[[ Data provided open ]]
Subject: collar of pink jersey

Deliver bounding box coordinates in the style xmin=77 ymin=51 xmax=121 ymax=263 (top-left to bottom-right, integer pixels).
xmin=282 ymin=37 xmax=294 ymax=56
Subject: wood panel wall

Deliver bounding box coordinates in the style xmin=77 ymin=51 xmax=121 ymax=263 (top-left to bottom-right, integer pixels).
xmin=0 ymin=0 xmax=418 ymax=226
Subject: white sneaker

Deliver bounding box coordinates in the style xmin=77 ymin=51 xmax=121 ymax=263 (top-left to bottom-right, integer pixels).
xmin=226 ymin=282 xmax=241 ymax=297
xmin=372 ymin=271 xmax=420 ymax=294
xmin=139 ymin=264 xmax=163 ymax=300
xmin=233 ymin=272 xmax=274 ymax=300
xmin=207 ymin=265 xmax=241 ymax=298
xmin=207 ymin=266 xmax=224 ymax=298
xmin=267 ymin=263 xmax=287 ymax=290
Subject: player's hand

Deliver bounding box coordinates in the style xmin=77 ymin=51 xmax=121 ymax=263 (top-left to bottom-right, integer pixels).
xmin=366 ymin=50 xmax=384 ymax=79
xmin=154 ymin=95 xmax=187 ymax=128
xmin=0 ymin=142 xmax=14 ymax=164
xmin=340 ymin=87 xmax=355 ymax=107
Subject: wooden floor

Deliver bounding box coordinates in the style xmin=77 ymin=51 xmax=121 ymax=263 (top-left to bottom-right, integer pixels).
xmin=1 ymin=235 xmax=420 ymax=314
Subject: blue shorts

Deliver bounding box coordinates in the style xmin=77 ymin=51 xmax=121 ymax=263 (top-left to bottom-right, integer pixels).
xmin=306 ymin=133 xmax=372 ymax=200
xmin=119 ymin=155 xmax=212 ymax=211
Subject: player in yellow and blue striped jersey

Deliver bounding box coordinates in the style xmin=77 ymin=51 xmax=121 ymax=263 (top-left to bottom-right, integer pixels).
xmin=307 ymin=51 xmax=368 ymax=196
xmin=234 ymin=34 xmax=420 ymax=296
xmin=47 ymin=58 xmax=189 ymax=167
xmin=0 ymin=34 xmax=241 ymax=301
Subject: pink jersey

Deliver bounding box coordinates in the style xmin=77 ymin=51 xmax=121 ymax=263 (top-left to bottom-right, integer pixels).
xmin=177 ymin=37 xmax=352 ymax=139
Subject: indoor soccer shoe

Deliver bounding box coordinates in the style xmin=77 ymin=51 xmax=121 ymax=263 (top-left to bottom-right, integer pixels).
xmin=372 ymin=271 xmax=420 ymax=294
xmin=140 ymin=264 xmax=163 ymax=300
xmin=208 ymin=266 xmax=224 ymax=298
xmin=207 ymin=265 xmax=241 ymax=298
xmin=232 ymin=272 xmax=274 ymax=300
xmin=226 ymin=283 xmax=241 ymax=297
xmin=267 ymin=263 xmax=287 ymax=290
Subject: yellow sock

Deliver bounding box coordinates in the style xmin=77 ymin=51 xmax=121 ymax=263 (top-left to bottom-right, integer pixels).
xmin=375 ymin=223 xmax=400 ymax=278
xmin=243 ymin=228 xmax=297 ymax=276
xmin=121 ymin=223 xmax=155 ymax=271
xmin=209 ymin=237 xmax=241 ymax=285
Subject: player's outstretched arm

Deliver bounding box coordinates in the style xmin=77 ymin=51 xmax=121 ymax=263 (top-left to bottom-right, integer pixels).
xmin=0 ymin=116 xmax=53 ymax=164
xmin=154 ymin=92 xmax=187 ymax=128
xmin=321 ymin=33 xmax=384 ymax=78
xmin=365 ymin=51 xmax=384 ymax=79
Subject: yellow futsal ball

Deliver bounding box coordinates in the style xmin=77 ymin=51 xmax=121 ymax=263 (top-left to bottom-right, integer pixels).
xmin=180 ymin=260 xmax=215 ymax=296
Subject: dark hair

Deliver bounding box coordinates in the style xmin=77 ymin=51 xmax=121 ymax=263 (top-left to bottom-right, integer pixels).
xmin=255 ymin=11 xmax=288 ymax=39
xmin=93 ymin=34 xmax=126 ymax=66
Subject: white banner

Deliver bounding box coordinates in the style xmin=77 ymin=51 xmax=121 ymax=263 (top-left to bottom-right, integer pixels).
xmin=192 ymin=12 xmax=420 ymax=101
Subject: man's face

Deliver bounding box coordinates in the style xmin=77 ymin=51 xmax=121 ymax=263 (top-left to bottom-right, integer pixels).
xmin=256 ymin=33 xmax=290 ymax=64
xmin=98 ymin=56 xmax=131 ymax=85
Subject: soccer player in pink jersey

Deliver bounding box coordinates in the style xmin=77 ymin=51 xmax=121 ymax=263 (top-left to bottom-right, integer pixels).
[[ Data provided closed ]]
Your objective:
Gather from the data above every line with the string "jersey".

Finished exercise:
Subject: collar of pink jersey
Subject: player in yellow and blue striped jersey
Subject: pink jersey
Subject: soccer player in pink jersey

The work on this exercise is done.